■ **Extract to read**
▼

As thousands of Ukrainians crossed the border from Tijuana seeking refuge in the United States, a California church seized the opportunity to demonstrate Christ's love by offering them shelter.
Since Russia's war in Ukraine began in February, Calvary Church San Diego in Chula Vista, California, has assisted the Ukrainians by supplying medicine to the country and aiding in rescue efforts. The church also started providing shelter to Ukrainian refugees who started arriving through the U.S. and Mexico border several weeks ago.
In an interview with The Christian Post, Calvary Pastor Phil Metzger said the church has a "vested interest" in Ukraine, as it has 25 Calvaries there within its network of churches. He estimated that the church is about 15 minutes away from the U.S. and Mexico border.
The church assisted refugees at the border after Metzger received a message from a longtime missionary friend who runs a church in Sacramento. Aware of Calvary's proximity to the border, Metzger's colleague asked if he was interested in helping the Ukrainians there.
"We were already praying; we were already involved," Metzger said. "When we heard about the opportunity at the border, it was just natural; this is what we need to do. This is the right thing for us to be a part of right now."

▲

■ **Source data**
▼

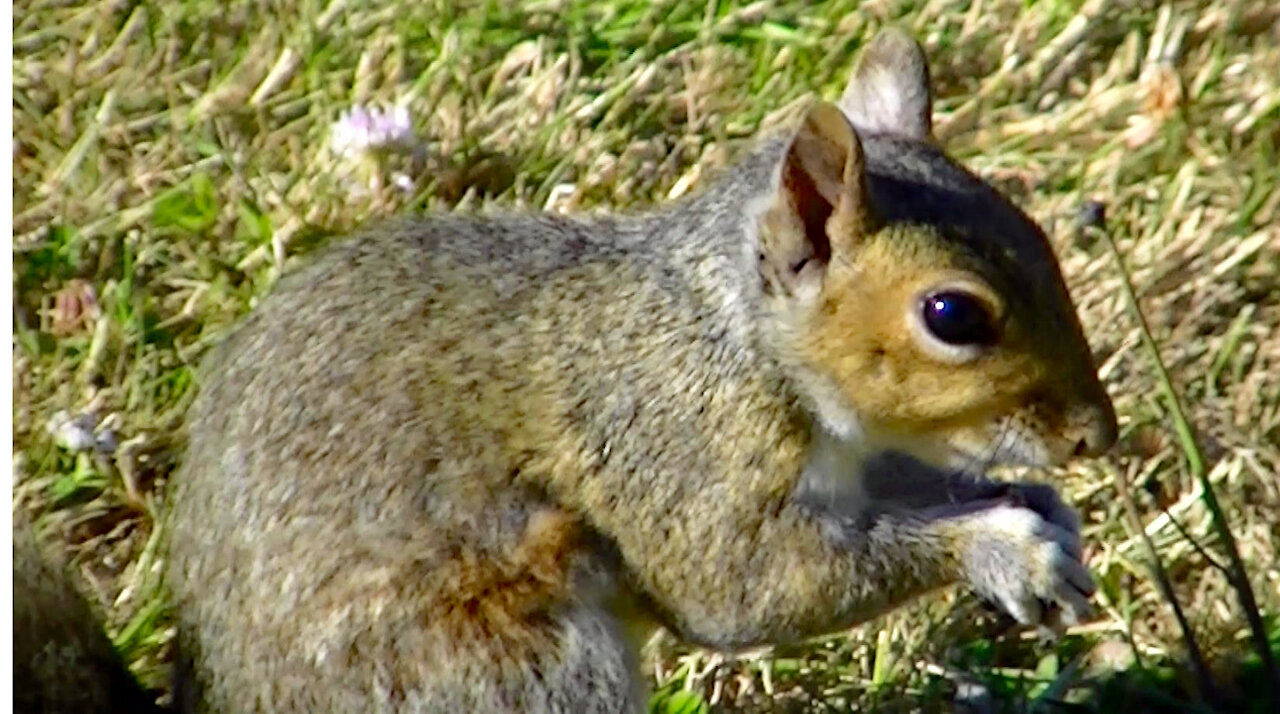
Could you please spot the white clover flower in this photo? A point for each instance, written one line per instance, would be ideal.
(81, 433)
(364, 128)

▲

■ **Work order 1**
In the article about the California church sheltering Ukrainian refugees, how many Calvary churches does the church's network have in Ukraine?
■ **Work order 2**
Continue the article about the California church sheltering Ukrainian refugees from where it stops.

■ **Exercise response 1**
25

■ **Exercise response 2**
Metzger and the church staff traveled to the border, offering the Ukrainians they encountered a place to stay for the night. That evening, the Calvary pastor believes about 100 refugees showed up, and from there, it just kept "skyrocketing."
Within the first few days of transporting Ukrainians, Metzger traveled to the Tijuana side of the border, eventually teaming up with other individuals helping Ukrainian refugees. One group would transport refugees from the airport to the border while another took them to Calvary.
Everyone wore badges of the Ukrainian flag to help refugees identify them, building a trustworthy reputation the more they ventured to the border. Metzger said that as word spread about their work, many refugees approached them who were already familiar with the aid they provided.
Calvary invented a numbering system through a church application called People Center to help account for the thousands of Ukrainians coming through the border. Individuals typically use the application to check themselves and their children in when they show up for church. The new numbering system allowed Metzger's team to create a "digital line" and put people with medical emergencies at the front.
Due to the high number of refugees arriving at the border, Calvary has housed them at the church and in the homes of 100 church members.
Metzger said finding 100 members willing to house refugees was "not hard." People could sign up to help in the church foyer, and many did.
"People were inspired, honestly," he said. "They just saw the immensity of the need and jumped into it."
Church members attempting to converse with Ukrainians in their homes typically used Google Translate. But local Russian and Ukrainian communities also helped Calvary communicate with the refugees.
The church even held services in Russian, but Metzger said it doesn't do that anymore, as their church was only a short-term place of refuge. While services are held in English, the pastor said several Ukrainians attended, and some were baptized at a recent Easter service.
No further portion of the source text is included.